• WORK TO COMPLETE
Which rows contain the string "positive", with case counting? Pull out each of them in full.

• EXTRACTED RECORDS
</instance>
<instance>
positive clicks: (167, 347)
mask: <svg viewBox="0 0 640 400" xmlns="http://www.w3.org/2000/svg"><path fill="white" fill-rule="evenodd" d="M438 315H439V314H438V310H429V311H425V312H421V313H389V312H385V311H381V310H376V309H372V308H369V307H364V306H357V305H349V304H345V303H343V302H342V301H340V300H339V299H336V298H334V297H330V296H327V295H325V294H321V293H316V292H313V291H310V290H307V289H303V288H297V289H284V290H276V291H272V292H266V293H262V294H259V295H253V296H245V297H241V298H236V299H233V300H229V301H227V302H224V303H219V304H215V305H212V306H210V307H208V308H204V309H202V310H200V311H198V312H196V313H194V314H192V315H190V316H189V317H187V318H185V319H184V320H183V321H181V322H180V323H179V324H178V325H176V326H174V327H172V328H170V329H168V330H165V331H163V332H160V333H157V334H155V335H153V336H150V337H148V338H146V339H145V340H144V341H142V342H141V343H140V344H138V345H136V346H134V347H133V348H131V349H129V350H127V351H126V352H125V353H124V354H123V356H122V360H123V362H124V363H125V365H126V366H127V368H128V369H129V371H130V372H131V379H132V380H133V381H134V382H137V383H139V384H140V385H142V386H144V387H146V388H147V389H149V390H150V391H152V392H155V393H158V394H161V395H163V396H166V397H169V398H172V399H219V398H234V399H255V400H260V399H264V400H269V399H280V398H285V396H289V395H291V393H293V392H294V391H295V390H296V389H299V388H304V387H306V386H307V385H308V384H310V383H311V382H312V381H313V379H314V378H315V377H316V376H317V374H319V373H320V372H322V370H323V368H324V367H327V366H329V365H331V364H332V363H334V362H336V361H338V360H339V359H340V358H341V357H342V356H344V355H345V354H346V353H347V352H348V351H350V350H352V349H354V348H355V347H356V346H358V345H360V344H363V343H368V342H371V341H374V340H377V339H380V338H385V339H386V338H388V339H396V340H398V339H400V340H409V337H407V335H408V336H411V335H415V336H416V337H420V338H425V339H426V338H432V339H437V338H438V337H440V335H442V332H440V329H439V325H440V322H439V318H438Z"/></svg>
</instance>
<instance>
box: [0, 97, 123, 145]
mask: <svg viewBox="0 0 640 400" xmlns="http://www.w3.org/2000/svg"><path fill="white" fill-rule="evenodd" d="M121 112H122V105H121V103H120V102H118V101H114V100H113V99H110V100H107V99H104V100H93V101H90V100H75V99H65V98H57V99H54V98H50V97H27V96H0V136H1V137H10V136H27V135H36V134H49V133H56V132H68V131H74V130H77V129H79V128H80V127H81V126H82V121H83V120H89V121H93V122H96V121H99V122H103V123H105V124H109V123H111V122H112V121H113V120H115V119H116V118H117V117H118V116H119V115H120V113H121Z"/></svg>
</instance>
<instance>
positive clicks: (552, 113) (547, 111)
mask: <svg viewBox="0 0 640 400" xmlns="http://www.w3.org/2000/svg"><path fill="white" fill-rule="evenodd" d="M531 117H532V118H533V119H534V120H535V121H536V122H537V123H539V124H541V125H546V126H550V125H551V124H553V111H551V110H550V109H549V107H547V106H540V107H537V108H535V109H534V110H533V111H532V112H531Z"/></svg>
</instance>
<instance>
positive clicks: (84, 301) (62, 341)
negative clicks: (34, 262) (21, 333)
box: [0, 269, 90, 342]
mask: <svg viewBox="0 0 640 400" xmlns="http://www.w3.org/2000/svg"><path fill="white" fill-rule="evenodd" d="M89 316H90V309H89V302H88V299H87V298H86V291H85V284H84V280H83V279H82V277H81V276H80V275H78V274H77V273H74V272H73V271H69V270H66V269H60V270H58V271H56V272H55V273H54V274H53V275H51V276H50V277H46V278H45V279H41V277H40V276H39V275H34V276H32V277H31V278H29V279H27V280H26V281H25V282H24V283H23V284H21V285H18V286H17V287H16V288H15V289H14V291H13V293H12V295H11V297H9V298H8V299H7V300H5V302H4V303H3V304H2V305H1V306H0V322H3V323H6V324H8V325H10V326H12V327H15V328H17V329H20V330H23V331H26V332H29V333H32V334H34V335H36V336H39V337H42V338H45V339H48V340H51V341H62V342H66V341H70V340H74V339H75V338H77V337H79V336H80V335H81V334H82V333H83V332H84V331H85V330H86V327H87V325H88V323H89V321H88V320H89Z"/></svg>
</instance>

...

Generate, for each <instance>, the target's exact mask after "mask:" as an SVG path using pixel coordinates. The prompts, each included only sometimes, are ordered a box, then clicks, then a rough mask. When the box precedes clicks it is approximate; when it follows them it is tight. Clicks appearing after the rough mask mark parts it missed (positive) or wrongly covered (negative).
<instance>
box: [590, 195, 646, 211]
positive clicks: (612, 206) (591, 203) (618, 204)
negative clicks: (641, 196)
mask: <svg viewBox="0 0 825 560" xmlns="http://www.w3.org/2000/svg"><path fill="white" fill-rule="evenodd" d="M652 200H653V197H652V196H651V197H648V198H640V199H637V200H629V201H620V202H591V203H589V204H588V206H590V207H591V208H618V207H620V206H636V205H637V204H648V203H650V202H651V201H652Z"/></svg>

• SOLUTION TO THIS TASK
positive clicks: (167, 347)
positive clicks: (552, 113) (547, 111)
positive clicks: (84, 301) (62, 341)
Generate, for each <instance>, the target's exact mask after "mask:" as an SVG path using pixel coordinates. The prompts, each included only sometimes, are ordered a box, then clicks, then a rough mask. When the box precedes clicks it is approximate; when it follows them it is tight. Clicks appearing after the rough mask mark parts it missed (positive) or wrongly covered (negative).
positive clicks: (612, 206) (591, 203) (618, 204)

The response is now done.